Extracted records
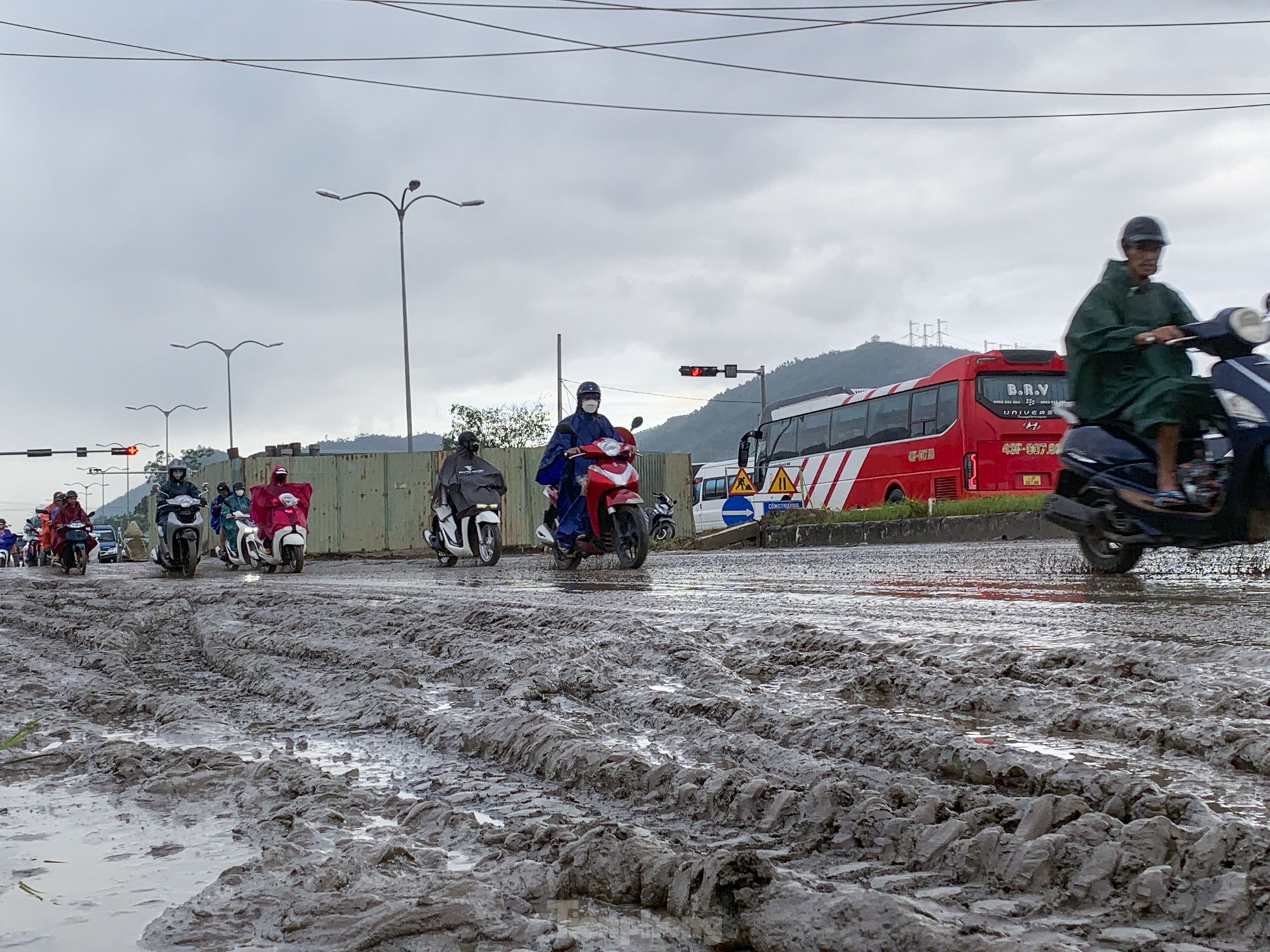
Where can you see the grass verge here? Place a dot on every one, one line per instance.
(912, 510)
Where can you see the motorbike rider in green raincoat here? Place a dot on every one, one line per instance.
(1120, 365)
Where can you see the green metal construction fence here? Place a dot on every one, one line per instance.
(380, 502)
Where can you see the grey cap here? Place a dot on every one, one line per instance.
(1143, 229)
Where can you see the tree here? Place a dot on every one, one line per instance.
(503, 426)
(156, 470)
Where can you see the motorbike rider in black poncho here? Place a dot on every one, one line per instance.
(177, 485)
(466, 480)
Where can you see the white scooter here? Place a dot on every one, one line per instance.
(181, 537)
(247, 554)
(289, 545)
(478, 535)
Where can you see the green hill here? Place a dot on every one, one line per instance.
(713, 432)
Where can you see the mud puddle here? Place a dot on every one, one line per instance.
(99, 870)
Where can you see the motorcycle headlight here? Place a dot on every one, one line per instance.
(1249, 326)
(1242, 410)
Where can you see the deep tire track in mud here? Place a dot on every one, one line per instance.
(864, 749)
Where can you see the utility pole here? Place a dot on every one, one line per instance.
(559, 378)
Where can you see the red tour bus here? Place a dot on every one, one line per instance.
(982, 423)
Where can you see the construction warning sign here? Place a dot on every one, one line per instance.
(782, 482)
(742, 485)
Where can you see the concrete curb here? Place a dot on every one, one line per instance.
(944, 528)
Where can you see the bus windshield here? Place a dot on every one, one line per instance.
(1012, 395)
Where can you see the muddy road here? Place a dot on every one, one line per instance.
(963, 748)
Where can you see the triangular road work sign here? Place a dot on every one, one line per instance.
(742, 485)
(782, 482)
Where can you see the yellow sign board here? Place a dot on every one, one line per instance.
(742, 485)
(782, 482)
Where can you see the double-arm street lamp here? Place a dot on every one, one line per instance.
(229, 376)
(127, 475)
(402, 209)
(167, 415)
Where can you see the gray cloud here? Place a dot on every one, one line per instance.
(147, 203)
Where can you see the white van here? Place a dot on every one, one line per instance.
(710, 484)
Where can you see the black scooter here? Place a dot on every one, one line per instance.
(1107, 488)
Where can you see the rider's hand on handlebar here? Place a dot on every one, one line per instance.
(1160, 335)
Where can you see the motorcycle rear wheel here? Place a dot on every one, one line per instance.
(1108, 557)
(489, 544)
(630, 536)
(188, 560)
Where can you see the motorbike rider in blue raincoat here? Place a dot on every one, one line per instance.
(563, 468)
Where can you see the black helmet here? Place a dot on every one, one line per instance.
(1143, 229)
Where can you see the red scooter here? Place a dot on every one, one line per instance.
(614, 507)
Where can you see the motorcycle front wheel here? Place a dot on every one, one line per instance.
(630, 536)
(1108, 557)
(489, 543)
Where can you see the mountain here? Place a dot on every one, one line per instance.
(713, 432)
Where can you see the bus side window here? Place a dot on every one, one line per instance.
(850, 424)
(888, 418)
(946, 415)
(813, 433)
(784, 440)
(922, 417)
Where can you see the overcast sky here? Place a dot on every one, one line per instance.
(154, 202)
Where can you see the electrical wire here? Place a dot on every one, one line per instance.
(669, 397)
(643, 50)
(625, 107)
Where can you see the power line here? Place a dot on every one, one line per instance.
(643, 50)
(625, 107)
(670, 397)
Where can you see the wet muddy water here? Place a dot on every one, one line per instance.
(971, 747)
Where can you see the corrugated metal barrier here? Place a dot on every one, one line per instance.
(380, 502)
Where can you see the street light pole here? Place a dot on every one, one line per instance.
(229, 376)
(167, 414)
(402, 209)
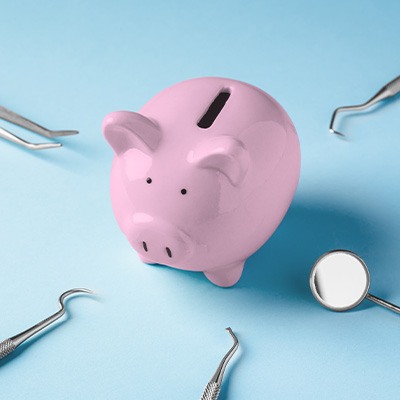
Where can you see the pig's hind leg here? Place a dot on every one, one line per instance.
(226, 276)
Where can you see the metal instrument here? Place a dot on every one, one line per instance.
(9, 345)
(340, 281)
(389, 90)
(17, 119)
(213, 388)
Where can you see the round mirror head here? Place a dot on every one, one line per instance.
(339, 280)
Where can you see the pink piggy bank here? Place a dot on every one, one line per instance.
(202, 175)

» **Short exercise**: Rewrite all of the rows above, substituting "Put a pin" for every occurrence of "Place a dot" and keeping everything else the same. Omit the pictures from your answer.

» **Full output**:
Where can you see the grass verge here? Put a pin on every one, one line per instance.
(912, 510)
Where can you see the motorbike rider in green raincoat here? Put a pin on every one, one line per instance.
(1120, 365)
Where can you see the green metal construction fence here? Put a pin on every one, one line per instance.
(380, 502)
Where can you see the grey cap here? Put a pin on every one, one line per instance.
(1143, 229)
Where can you see the tree here? Put a pin on every one, one line per instance.
(503, 426)
(156, 470)
Where can you see the motorbike rider in black poncho here? Put a pin on every one, one line per instance.
(177, 485)
(466, 480)
Where can you see the white scooter here? Put a pin on every one, one line per instance.
(181, 537)
(247, 554)
(289, 545)
(478, 535)
Where can you see the green hill here? Put a pin on every one, one line per instance.
(713, 432)
Where can you see the mud puddle here? Put a pin on every one, one line per instance.
(99, 870)
Where can you see the motorcycle headlight here? Put a pin on every one, one line per instance.
(1249, 326)
(1242, 410)
Where can you see the deep tire track in mud here? Put a pin on every one, one line per instance.
(864, 749)
Where can you see the utility pole here? Put a pin on every one, one line per instance.
(559, 378)
Where can you see the red tour bus here? Put a pin on every one, one line per instance.
(982, 423)
Where can you see the construction warning sign here? Put a pin on every one, one line per instance.
(782, 482)
(742, 485)
Where can you see the concrete curb here? Put a pin on every one, one line per instance.
(944, 528)
Where can you see the bus windshield here? Put a pin on every one, one line per instance.
(1012, 395)
Where can you see the muddy road here? Put a pin on every one, one line per instance.
(963, 748)
Where can you see the triangular road work sign here? Put a pin on every one, one line per instance.
(742, 485)
(782, 482)
Where can you see the yellow sign board here? Put a pin on every one, one line per instance.
(742, 485)
(782, 482)
Where can you see the double-arm street lamp here? Put a pin on every one, one line per instance.
(229, 376)
(127, 475)
(402, 209)
(167, 415)
Where can you see the gray cloud here? Put a pin on every one, one line per instance.
(147, 203)
Where can you see the white van here? Put a pin on every one, one line per instance.
(710, 484)
Where can you see the black scooter here? Put a pin on every one, one line per instance.
(1107, 488)
Where can you see the rider's hand on handlebar here? Put a pin on every one, one line per instance.
(1160, 335)
Where can you see the motorcycle rear wheel here? Put a pin on every one, one line per instance.
(1108, 557)
(489, 544)
(630, 536)
(188, 560)
Where can you see the motorbike rider in blue raincoat here? Put a pin on every one, one line per instance.
(563, 468)
Where can you see the black helmet here? Put a pin on every one, one line per instance.
(1143, 229)
Where can you see the red scooter here? Put a pin on every one, one line per instance.
(614, 507)
Where can you see the motorcycle front wheel here? Put a pin on every one, one line per instance.
(630, 536)
(1108, 557)
(489, 543)
Where can you see the mountain here? Put a pin on every one, one line per instance.
(713, 432)
Where can you see the bus side window here? Put a pin on every one, one line per instance.
(850, 424)
(888, 418)
(946, 415)
(813, 433)
(784, 440)
(922, 417)
Where can you see the overcast sky here? Put a pin on every one, one line per instance.
(154, 202)
Where can you see the electrical wire here? Put a pin on every one, one line per instance.
(669, 397)
(643, 50)
(625, 107)
Where can you see the power line here? Put a pin on every one, one line per instance.
(643, 50)
(625, 107)
(670, 397)
Where can you see the wet muddy water here? Put a pin on every one, one line per instance.
(971, 747)
Where can you see the corrugated metal barrier here? Put a pin on every one, one line per instance.
(380, 502)
Where can you see the street light pole here? Put a pin on every one, one line per instance.
(229, 376)
(167, 414)
(402, 209)
Where can you see the pig's hind leg here? Put a pin on every one, one line per instance.
(226, 276)
Where can you see the metal instrument here? Put a pin on every one, one line per instance.
(9, 345)
(340, 281)
(389, 90)
(17, 119)
(213, 388)
Where can you see the round mirror head here? Put a pin on every one, one line per instance.
(339, 280)
Where can you see the pink piggy bank here? Put a pin on every one, one line per instance.
(202, 175)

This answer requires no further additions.